About this exercise: Please write out the whole interview excerpt on conservative and progressive critiques of institutions word for word.
*** Opening Document excerpt ***
Patrick Miller: Does that lead then, because you said that that generally falls along the conservative progressive accessive way of thinking about it. Does that end up with conservatives and progressives both making different critiques of institutions and what are those critiques that each side makes about institutions?
Yuval Levin: I think that's right. The core progressive critique of institutions is that they are oppressive, that they constrain the freedom of the individual, that they are ways of deploying power on behalf of people with power, at the expense of people without power. I think that is really central to the worldview of contemporary progressivism. Conservatives, when they're critical, and I should say when we're critical, because I am a conservative, when we're critical of institutions, it's often because we think they've been corrupted, that they've lost their core purpose and have been turned to a political cause that's not inherent to them, and that they're being used, in a sense, to deform rather than to properly form human beings and citizens. A lot of conservatives today make that kind of critique about our cultural institutions, about maybe increasingly about major corporations or the media, and we see them as being abused, as being used to deform our culture and society rather than form them properly. Those are very different critiques of our society's institutions, and I do think that at our best conservatives tend to appreciate the significance and the value of the institutions of our society and to protect them. But that's at our best, and we're not always at our best, and in a populous moment like this, conservatives very often are at least as hostile to our core institutions in the United States, as progressives are.
*** Closing Document excerpt ***
*** Opening Source material ***
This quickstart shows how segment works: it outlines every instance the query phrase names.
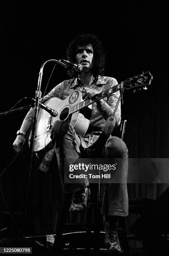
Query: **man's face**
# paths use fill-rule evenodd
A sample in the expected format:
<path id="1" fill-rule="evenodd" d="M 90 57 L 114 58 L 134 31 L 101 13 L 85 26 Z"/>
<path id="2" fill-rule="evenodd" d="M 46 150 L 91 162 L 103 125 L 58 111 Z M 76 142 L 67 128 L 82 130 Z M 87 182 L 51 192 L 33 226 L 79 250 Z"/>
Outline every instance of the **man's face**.
<path id="1" fill-rule="evenodd" d="M 92 66 L 93 51 L 91 44 L 78 46 L 76 50 L 76 63 L 81 64 L 83 69 L 90 69 Z"/>

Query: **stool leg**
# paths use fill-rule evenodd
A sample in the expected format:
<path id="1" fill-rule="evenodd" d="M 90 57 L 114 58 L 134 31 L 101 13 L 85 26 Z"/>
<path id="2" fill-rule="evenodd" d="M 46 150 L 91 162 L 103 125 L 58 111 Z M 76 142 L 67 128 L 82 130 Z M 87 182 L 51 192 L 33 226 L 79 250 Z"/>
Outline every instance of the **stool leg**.
<path id="1" fill-rule="evenodd" d="M 129 255 L 130 255 L 130 251 L 129 251 L 129 248 L 128 240 L 127 238 L 127 230 L 126 228 L 125 217 L 121 217 L 121 221 L 122 222 L 122 225 L 123 226 L 123 250 L 124 251 L 124 255 L 128 256 Z"/>
<path id="2" fill-rule="evenodd" d="M 95 193 L 94 211 L 94 251 L 100 251 L 100 183 L 98 189 Z"/>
*** Closing Source material ***
Answer box:
Patrick Miller: Does that lead then, because you said that that generally falls along the conservative progressive accessive way of thinking about it. Does that end up with conservatives and progressives both making different critiques of institutions and what are those critiques that each side makes about institutions?
Yuval Levin: I think that's right. The core progressive critique of institutions is that they are oppressive, that they constrain the freedom of the individual, that they are ways of deploying power on behalf of people with power, at the expense of people without power. I think that is really central to the worldview of contemporary progressivism. Conservatives, when they're critical, and I should say when we're critical, because I am a conservative, when we're critical of institutions, it's often because we think they've been corrupted, that they've lost their core purpose and have been turned to a political cause that's not inherent to them, and that they're being used, in a sense, to deform rather than to properly form human beings and citizens. A lot of conservatives today make that kind of critique about our cultural institutions, about maybe increasingly about major corporations or the media, and we see them as being abused, as being used to deform our culture and society rather than form them properly. Those are very different critiques of our society's institutions, and I do think that at our best conservatives tend to appreciate the significance and the value of the institutions of our society and to protect them. But that's at our best, and we're not always at our best, and in a populous moment like this, conservatives very often are at least as hostile to our core institutions in the United States, as progressives are.